* **Data excerpts**:
BEGIN

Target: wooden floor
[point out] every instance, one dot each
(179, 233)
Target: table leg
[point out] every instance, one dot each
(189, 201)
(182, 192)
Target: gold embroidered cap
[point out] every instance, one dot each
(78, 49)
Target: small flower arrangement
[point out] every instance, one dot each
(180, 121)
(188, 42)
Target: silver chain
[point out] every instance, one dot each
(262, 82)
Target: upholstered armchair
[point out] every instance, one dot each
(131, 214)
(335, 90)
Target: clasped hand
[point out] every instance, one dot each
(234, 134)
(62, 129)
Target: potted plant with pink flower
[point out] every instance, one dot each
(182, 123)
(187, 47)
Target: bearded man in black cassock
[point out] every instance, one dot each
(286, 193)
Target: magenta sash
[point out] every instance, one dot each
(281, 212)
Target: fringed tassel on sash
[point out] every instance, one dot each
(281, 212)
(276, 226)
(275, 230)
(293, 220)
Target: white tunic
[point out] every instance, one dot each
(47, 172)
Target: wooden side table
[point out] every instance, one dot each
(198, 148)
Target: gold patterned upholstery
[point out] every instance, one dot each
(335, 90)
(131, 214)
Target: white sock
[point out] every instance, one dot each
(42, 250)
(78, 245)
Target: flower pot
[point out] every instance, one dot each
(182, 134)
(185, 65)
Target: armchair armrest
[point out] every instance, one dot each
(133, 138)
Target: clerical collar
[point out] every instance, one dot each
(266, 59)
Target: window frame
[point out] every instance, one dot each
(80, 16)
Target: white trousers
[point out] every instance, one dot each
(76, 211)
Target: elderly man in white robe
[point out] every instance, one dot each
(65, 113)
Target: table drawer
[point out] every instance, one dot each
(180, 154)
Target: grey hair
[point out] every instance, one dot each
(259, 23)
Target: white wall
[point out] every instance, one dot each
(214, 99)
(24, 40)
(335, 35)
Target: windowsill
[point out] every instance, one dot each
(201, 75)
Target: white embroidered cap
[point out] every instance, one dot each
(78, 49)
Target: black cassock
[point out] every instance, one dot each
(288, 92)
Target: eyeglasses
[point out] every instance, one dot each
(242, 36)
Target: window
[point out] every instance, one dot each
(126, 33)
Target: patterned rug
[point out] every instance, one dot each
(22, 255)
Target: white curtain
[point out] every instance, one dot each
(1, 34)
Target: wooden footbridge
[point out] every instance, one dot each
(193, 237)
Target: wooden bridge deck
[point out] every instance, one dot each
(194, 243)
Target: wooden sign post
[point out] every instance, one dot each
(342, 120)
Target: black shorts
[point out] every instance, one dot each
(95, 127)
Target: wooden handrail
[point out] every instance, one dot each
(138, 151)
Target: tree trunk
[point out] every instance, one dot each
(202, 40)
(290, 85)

END

* **Exercise requirements**: Please retype the top of the data exactly, down to and including the line that holds "Target: small flower arrangement", and nothing further.

* **Solution for this task**:
Target: wooden floor
[point out] every instance, one dot each
(179, 233)
Target: table leg
[point out] every instance, one dot each
(189, 201)
(182, 192)
Target: gold embroidered cap
[point out] every instance, one dot each
(78, 49)
Target: small flower arrangement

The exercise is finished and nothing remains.